Está em curso. O bolsonarismo conseguiu encarnar essa revolução social e cultural, por isso acho que Bolsonaro como candidato estava muito mais atualizado com essas mudanças na sociedade brasileira do que a candidatura do Lula. Outras forças políticas, desde a direita democrática até o centro e a esquerda, não conseguiram captar o que a extrema direita de Bolsonaro conseguiu captar na sociedade brasileira e se conectar com isso. Tem muito a ver com uma mudança de perfil religioso, os evangélicos são minoria do ponto de vista estatístico, mas maioria do ponto de vista político. O deputado católico não é comparável a um deputado evangélico pastor. Os neopentecostais ditam grande parte da vida política, hábitos de consumo e disciplinares de maneira que outras igrejas não fazem. Esse é um elemento absolutamente fundamental porque ele é cultural, não religioso. Bolsonaro captou isso como ninguém. Ele identificou esse processo dando ministérios inteiros para essas denominações e passou a significar seus atos como presidente a partir de uma leitura neopentecostal da Bíblia, foi uma inserção da cultura religiosa na política como nunca havia se visto antes.
Muitos defendem que Lula e o PT deveriam apostar em um governo de transição. Qual a chance de o futuro governo se consolidar realmente como um governo “menos petista”?

Registros:
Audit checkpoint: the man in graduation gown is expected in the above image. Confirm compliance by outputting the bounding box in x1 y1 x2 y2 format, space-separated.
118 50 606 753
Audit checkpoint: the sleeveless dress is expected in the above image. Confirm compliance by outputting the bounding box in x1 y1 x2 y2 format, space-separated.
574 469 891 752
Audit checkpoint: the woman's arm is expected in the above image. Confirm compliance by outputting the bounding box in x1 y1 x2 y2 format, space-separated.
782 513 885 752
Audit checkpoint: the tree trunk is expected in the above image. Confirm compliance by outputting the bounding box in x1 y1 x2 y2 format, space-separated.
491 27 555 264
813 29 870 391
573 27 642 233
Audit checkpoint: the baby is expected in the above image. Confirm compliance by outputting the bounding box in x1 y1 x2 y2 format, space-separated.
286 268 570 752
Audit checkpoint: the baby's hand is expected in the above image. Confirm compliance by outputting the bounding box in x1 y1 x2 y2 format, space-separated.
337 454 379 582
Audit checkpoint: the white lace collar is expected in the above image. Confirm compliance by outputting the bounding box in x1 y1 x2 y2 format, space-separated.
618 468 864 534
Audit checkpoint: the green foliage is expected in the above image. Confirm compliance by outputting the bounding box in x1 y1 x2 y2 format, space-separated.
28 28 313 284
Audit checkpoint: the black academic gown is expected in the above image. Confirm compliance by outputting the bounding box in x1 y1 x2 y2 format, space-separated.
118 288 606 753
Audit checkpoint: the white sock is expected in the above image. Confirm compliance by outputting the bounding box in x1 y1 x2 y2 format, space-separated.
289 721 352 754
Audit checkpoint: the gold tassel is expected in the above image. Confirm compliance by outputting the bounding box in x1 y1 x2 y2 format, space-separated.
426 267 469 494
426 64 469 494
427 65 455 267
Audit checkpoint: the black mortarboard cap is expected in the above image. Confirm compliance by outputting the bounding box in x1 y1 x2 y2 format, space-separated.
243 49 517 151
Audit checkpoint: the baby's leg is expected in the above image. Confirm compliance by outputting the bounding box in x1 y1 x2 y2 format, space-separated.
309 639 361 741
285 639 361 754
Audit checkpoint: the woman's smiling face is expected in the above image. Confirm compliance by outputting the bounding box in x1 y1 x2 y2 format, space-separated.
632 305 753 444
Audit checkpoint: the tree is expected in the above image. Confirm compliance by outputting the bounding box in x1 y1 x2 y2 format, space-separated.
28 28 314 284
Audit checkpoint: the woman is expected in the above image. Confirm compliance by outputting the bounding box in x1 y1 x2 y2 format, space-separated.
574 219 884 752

Exercícios propostos:
A. De acordo com o texto sobre o bolsonarismo, os evangélicos constituem minoria ou maioria do ponto de vista político?
B. Enumere as forças políticas que, conforme o texto sobre o bolsonarismo, não conseguiram captar o que a extrema direita de Bolsonaro captou na sociedade brasileira.
C. Prossiga o texto sobre o bolsonarismo a partir do ponto em que ele se encerra.

Respostas redigidas:
A. Maioria; do ponto de vista estatístico, são minoria.

B. Direita democrática; centro; esquerda.

C.
O governo é menos petista do que se tem falado. Ele não é resultado das forças que apoiaram Lula para ganhar as eleições. Grande parte do PSDB, do Cidadania e partidos que apoiaram Lula no segundo turno não tiveram reconhecimento, no entanto o União Brasil, que na maioria dos Estados estava fechado com Bolsonaro, recebeu (ministério). Essa aliança ministerial responde muito mais aos anseios de governabilidade do que, necessariamente, à frente ampla que se construiu. Grandes figuras do PT não entraram nesses ministérios e tinham essa expectativa, e certamente vai haver tensões no próprio partido ao longo do governo. Claro que houve a correta decisão de chamar Simone Tebet e Marina Silva. É um governo muito menos petista do que o primeiro governo do Lula.